A faithful transcription of all the data is required.

--- start of DATA SHOWN ---

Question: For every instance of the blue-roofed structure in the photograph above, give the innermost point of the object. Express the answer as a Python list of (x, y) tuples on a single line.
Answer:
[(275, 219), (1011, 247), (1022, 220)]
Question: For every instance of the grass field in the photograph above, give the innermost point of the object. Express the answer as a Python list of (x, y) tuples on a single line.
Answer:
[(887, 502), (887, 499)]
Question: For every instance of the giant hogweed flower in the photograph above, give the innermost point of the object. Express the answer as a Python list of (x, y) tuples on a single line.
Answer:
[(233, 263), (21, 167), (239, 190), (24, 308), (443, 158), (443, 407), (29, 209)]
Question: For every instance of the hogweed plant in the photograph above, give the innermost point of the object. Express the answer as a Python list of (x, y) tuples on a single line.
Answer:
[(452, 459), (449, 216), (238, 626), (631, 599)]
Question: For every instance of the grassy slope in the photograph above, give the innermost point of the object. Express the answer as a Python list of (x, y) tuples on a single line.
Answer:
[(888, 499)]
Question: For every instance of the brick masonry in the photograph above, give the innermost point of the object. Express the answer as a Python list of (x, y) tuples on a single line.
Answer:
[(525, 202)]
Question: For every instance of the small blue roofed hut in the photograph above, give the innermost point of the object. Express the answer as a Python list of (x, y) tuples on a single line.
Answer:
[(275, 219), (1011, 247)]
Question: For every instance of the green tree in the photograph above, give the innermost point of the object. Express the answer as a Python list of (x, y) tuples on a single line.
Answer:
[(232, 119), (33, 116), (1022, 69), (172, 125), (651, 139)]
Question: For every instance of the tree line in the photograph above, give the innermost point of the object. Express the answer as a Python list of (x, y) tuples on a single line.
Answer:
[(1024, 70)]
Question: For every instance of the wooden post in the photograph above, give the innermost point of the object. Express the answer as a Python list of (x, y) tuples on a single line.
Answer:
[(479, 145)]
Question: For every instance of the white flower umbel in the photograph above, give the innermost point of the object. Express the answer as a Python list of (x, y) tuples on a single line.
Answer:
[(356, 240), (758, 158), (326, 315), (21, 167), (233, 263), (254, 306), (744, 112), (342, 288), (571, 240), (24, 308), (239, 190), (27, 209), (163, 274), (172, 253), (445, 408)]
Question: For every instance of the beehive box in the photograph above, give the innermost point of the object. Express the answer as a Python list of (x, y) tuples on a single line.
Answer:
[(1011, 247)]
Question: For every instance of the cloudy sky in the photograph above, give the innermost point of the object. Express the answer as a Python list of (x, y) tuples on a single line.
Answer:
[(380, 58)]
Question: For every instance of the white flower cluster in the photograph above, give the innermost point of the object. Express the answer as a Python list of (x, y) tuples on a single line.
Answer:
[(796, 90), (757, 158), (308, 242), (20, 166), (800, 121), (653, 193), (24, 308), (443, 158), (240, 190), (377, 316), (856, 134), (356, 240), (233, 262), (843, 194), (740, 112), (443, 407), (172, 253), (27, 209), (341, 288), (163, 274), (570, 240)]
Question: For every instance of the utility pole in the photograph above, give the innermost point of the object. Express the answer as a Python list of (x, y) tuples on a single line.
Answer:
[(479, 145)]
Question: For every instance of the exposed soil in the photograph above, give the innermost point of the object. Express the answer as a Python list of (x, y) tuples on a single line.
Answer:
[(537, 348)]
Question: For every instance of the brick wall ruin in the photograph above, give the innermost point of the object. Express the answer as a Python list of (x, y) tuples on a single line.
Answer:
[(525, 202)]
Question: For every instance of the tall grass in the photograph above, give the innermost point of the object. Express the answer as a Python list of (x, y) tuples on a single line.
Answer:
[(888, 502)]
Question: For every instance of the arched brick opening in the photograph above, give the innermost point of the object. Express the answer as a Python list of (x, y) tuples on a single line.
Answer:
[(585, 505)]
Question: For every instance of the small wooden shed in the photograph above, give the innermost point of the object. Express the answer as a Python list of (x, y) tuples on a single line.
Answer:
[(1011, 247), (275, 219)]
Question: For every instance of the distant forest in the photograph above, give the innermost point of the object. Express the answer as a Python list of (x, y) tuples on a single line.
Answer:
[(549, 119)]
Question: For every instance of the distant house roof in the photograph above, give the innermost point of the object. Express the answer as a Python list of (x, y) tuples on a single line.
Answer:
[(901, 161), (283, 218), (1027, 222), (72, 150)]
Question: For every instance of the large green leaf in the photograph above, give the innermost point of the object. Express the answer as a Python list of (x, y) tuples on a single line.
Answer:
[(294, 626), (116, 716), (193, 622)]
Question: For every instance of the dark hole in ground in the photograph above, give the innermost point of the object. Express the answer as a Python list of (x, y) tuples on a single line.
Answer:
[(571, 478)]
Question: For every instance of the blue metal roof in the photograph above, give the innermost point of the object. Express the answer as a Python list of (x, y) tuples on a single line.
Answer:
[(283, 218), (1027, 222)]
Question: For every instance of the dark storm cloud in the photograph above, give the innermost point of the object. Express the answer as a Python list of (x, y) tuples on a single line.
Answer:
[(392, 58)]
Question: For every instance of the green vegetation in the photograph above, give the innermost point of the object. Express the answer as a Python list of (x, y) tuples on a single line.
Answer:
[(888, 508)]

--- end of DATA SHOWN ---

# ANSWER TO THE PROBLEM
Question: For every instance of the blue-roofed structure in the photograph above, give the innermost point of the object. Express the answer as a Python list of (x, y) tuples on a single line.
Answer:
[(275, 219), (1011, 247), (1022, 220)]
Question: For every instance of the grass field in the photograph above, give the innermost point of the object. Express the answer as a Python list of (x, y) tuples on a single line.
Answer:
[(887, 502), (887, 499)]
Question: For every instance of the giant hogweed flower in the photograph above, give the innermost point of the object. Express the answer as a Python list of (x, y) tuples on a single line.
Answer:
[(233, 263), (21, 167), (239, 190), (24, 308), (443, 158), (443, 407), (29, 209)]
Question: For every instance of the hogweed plant in the photograph above, give the innermost point of the object. Express the answer as a Python list of (x, y) tuples on a single line.
Answer:
[(452, 459), (449, 216), (238, 626), (631, 599)]
Question: For every instance of the grassy slope in the photograph above, give the innermost point of the object. Express the answer as a Python list of (x, y) tuples on a single line.
Answer:
[(888, 499)]
Question: For every instance of the brick masonry in the photograph above, give the innermost point of the object. Express the answer as a Python list of (x, y) tuples on a single line.
Answer:
[(525, 202)]
Question: For every instance of the small blue roofed hut in the photograph above, give the innermost point of the object. Express the answer as a Python list of (x, y) tuples on a single line.
Answer:
[(275, 219), (1011, 247)]
Question: For every instance of the green tree in the photograph above, give the innermost point of the object. Express the answer as a Python list of (x, y) tuples on a single line.
Answer:
[(232, 119), (33, 116), (1022, 69), (172, 125), (651, 139)]
Question: For every instance of the tree line in the photograph above, give the innermost point of the object. Express the answer as a Python list of (x, y) tuples on a single line.
Answer:
[(1024, 70)]
Question: For every instance of the wooden post in the photograph above, give the innermost point of the object. Express the answer as a Python list of (x, y) tuples on a single line.
Answer:
[(479, 145)]
Question: For every instance of the white flower umbel in the photograph above, give the innermost point of the object. Express the answer as a Python list of (x, y) tuples on a single line.
Answer:
[(356, 240), (758, 158), (326, 315), (21, 167), (233, 263), (254, 306), (744, 112), (342, 288), (571, 240), (24, 308), (239, 190), (27, 209), (163, 274), (172, 253), (445, 408)]
Question: For every instance of the beehive box in the photograph above, give the innermost point of the object. Express the answer as a Python list of (x, y) tuples on a single line.
Answer:
[(1011, 247)]
Question: For every instance of the cloudy sky in the photograph above, give the innermost point of the object. Express the answer as a Python list of (x, y) tuples on a single line.
Answer:
[(380, 58)]
Question: For every instance of the white flower cluster in the photograph above, give the innermost point of the object. Express the answer as a Python list of (x, y) tuples on a single line.
Answer:
[(796, 90), (757, 158), (308, 242), (20, 166), (800, 121), (653, 193), (24, 308), (443, 158), (240, 190), (377, 316), (856, 134), (356, 240), (233, 262), (843, 194), (740, 112), (443, 407), (172, 253), (27, 209), (341, 288), (163, 274), (570, 240)]
Question: For every instance of the utility pole in the photograph above, give the innermost point of the object. Express the answer as a Python list of (x, y) tuples on a single line.
Answer:
[(479, 145)]
Question: For every instance of the exposed soil in the photograph above, give the innermost point of the object. Express the answer as a Python list of (x, y) tuples on a single line.
Answer:
[(537, 348)]
Question: For every instance of the brick wall ruin in the photograph above, give the innermost point of the object. Express the answer as a Python list of (x, y) tuples on a single line.
Answer:
[(525, 202)]
Question: For every instance of the tall grass in the photograph above, give the innermost point of the object. Express the answer as a Python list of (x, y) tuples on a single line.
Answer:
[(888, 502)]
Question: For every instance of the arched brick opening in the photograph above, give the innermost point of the object. Express the answer as a Python list of (x, y) tuples on a single line.
Answer:
[(585, 505)]
Question: For every instance of the small wooden shed in the photograph above, give the innermost point of the object. Express the answer as a Python list of (x, y) tuples on a single line.
Answer:
[(1011, 247), (275, 219)]
Question: For every instance of the distant forest in the photograph above, give the innermost point of the object. Express the answer as a Python list of (x, y) tuples on a single line.
Answer:
[(549, 119)]
Question: For every instance of the distant house roof in the photograph above, give the innermost point of the object. Express the answer as a Python list of (x, y) tuples on a single line.
Answer:
[(901, 161), (283, 218), (1027, 222), (72, 150)]
Question: For every instance of the large green leaf in the photograph above, give the innermost point of the object. Express the answer as a Python list of (x, y) tuples on a single line.
Answer:
[(294, 626), (116, 716), (193, 622)]
Question: For every instance of the dark hole in ground in the photograph above, give the innermost point of the object. Express the answer as a Python list of (x, y) tuples on a single line.
Answer:
[(571, 478)]
Question: For every instance of the blue metal roof in the photograph above, give the innermost point of the object. Express the answer as a Python list of (x, y) tuples on a single line.
Answer:
[(283, 218), (1027, 222)]
Question: For every instance of the dark storm cloud in the photograph above, give the innermost point of the object. Express the answer as a Python list of (x, y) tuples on a single line.
Answer:
[(392, 58)]
Question: For every instance of the green vegetation in the photograph above, give the innermost point of the object. Express the answer as a Python list of (x, y) tuples on a single line.
Answer:
[(888, 508)]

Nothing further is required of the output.